私がリリィズに出会ったのは京都に住んでいた頃、たしか6年か7年前だったと思う。同じライブに出てPAをしてくれたこともあった。私が好きな曲を、YouTubeにアップしてくださった方の過去のライブ動画を拝借しながら何曲か紹介する。

Long Goodbye

本稿の書き出しをこの曲から引用させていただいた。2枚目のアルバムの1曲目で、私が一番好きな曲だ。ちょうどこの記事を書いているときに再生300回を迎えた。裏拍リズムがウキウキさせるけど、タイトルの通り別れというか諸行無常を歌っている。リリィズの歌にはこういう人生を進めることの寂しさが通奏低音として流れている気がする。6年を超えて同じ地に住んだ経験のない私の心にその通奏低音が共鳴するのが、私がリリィズを好きな最大の理由なのだと思う。

もうすこし一緒にいてもよかったかな なぜかしら わかれていくのかしら

なにもわるくはないけど みんなかわってくのさ ごめんね さよならまたね

youtu.be

センチメンタル

恋人になる手前の人との距離を歌った曲。

君との距離は何センチ 帰りホームで考える

君の溜息は何センチ 夜の深さは何センチ

私は去年その距離を測り損ねてしまい、相手にそれを問いかけるような話ができなくなってしまった。問いかけることはすなわち、距離の遠さを確認することになるような気がして、でも距離がわからない気持ちは止まらなかったからこの曲に逃避してセンチメンタルな気分になりすぎていたように思う。「これから君とどんな夏を過ごすのか 考えては眠れない」状態に至れなかったことが悔やまれる。昨日ライブで出会った人が、山家さんは身体的距離でなく精神的距離を感じさせない人だと話していた。山家さんはきっとこの曲で歌われていることを恋愛関係なく良く考えている人だからこそ、相手に心地よい距離感を与えられるのだと思う。そういう人に私はなりたい。

> データ:
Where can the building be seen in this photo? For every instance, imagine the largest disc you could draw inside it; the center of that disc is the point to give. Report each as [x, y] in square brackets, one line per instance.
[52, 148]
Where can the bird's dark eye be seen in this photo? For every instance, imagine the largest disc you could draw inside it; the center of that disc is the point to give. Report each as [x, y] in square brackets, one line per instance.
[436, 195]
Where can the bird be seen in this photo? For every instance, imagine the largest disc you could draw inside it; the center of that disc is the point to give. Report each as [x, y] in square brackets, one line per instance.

> お願いの内容: リリィズについての文章を、最後の文のあとから続けて書いてください。 エントリーは見なくても大丈夫です。

> 書いた答え:
夕やけは遠い目をしてる

リリィズの代表曲で、周りに好きな人も多い。

なにになりたいかきかれたら いつだってこういうんだ 夕やけに 夕やけになりたい

2番までの哀愁とうってかわって、大サビ前の間奏で、ギターが一気に歪んで、それに呼応するようにベースもドラムも激しくなり、最後にまた静けさが訪れる。そのコントラストは夕日が沈む直前の最後の輝きから一気に暗くなる様を現しているのだろう。「シャガールブルーにそまった空をカモメが一羽飛んでゆく」という情景があまりに美しい。

youtu.be

妄想と幻想

好きな人と幸せな生活を送っているのに、その生活が長続きしない予感を持つ主人公の心情を歌った曲。「わたあめみたいに甘いだけの日々きっと続いてく」と自らに言い聞かせた直後に「ほんとは知らない未来のない日々終わっちゃうかもね」とあっけなく曲を終えてしまう。それがたった2分で展開される。私は現状を客観的に観たらうまく行っていそうなのに自分ではそう思えなくて落ち込む(ありていに言えば、自己肯定感が低い)という、この歌に近い状態が最近しばしば訪れて、その度にこの曲を聴いていた。アンコールのラストに唄ってくれると思ってなくて、やってくれた時とても嬉しかった。ゆきちゃんが20歳の頃に作った曲だと聴いてびっくりした。天才だ。

youtu.be

Midnight Cowboy

今回のアルバムで一番好きな曲。テンポ速めで、タクシーに運ばれて迫る別れに逸る気持ちがとても伝わってくる。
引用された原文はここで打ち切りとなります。